---- 本文

「NHKが取材したいと言っている」認知症父の妄想
しゅ、出版するの?
ある朝、「ちょっと、話があるので10分ばかりお時間をいただけませんでしょうか」明らかに認知星人に変身済みだ。じーじが敬語を使う時には、たいてい事件が勃発するのでここは気を緩めるわけにはいかない。そこで、こちらも地球防衛軍に変身して話を聞くことに。
「俺はな、満州からの引揚船で三浦環(オペラ歌手)と一緒だったんだよ。船の中で蝶々夫人を歌ってくれてな。そういえば、小澤征爾や森繁久彌も一緒の船だったなあ」と懐かしそうに遠くを見る。
そんな有名な人と同じ船で引き揚げてきたなんてことは今まで聞いたことはないが、まあ、気にしない(あとで調べたことだが、三浦環はそもそも、満州に住んでいたことはないようなので、引揚者ではないらしい。小澤征爾は満州で生まれているが、終戦前に日本に戻っているようだ)。それより話の続きが気になる。

--------

本文のうち、「ある朝、「ちょっと、話がある」を含むところから始め、「船だったなあ」と懐かしそうに遠くを見る。」まで書いたところで止めて、その範囲を一字一句変えずに抜き出しなさい。 記録は参照しなくてかまいません。

---- 記録一覧

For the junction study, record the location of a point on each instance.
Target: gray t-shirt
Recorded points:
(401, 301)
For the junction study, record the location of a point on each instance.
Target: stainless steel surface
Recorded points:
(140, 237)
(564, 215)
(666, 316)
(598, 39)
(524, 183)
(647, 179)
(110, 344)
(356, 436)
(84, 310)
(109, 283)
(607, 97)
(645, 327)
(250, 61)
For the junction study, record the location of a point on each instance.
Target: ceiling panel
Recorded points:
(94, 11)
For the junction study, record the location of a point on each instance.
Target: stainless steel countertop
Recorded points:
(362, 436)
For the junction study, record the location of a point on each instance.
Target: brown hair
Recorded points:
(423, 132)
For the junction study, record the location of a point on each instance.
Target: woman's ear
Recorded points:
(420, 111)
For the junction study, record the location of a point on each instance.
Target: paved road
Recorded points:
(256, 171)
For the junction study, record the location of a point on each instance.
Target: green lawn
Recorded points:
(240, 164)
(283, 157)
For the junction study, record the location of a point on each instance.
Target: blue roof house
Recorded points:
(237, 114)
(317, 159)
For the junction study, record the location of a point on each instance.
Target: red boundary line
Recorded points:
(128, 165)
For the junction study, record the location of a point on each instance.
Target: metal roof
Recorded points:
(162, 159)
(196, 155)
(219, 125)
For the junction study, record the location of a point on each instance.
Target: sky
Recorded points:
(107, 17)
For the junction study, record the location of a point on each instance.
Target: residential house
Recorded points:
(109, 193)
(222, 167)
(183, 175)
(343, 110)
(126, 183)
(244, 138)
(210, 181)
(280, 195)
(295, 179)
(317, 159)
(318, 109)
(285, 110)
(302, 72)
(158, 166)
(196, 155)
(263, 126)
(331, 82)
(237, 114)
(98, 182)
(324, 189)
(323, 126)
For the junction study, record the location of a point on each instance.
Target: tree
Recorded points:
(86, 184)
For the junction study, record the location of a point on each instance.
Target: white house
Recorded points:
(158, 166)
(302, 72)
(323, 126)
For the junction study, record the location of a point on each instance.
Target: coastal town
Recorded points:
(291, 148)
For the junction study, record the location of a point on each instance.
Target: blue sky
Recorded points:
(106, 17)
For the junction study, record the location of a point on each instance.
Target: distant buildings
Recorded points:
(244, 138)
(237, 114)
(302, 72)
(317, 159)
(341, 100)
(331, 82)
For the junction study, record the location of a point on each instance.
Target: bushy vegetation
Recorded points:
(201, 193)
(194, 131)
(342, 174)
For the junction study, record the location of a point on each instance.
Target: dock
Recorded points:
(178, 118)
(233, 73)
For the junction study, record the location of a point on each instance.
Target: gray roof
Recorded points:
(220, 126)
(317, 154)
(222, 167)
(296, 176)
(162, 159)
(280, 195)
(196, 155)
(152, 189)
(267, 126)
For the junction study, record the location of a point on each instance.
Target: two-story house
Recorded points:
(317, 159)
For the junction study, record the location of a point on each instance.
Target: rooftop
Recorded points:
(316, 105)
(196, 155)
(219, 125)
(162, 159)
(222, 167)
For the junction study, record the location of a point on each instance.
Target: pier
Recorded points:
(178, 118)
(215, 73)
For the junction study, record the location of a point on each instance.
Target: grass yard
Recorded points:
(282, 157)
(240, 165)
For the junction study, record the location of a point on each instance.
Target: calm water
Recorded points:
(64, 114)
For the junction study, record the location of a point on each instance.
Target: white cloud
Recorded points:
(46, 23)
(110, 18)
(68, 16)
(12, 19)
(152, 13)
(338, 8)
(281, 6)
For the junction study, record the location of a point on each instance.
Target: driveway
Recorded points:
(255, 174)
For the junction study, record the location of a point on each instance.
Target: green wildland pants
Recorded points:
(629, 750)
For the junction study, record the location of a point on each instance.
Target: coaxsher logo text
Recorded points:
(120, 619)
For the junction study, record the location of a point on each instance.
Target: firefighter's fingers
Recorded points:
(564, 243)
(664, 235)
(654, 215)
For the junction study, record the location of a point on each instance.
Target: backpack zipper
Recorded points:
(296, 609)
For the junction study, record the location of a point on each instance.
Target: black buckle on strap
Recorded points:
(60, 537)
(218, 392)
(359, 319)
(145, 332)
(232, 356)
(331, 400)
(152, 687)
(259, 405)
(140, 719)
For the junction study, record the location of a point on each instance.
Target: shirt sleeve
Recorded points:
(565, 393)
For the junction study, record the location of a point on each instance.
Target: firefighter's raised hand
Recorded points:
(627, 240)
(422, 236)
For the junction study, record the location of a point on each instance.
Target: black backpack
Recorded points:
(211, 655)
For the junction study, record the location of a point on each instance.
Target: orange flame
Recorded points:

--------

▶ [解答欄]:
ある朝、「ちょっと、話があるので10分ばかりお時間をいただけませんでしょうか」明らかに認知星人に変身済みだ。じーじが敬語を使う時には、たいてい事件が勃発するのでここは気を緩めるわけにはいかない。そこで、こちらも地球防衛軍に変身して話を聞くことに。
「俺はな、満州からの引揚船で三浦環(オペラ歌手)と一緒だったんだよ。船の中で蝶々夫人を歌ってくれてな。そういえば、小澤征爾や森繁久彌も一緒の船だったなあ」と懐かしそうに遠くを見る。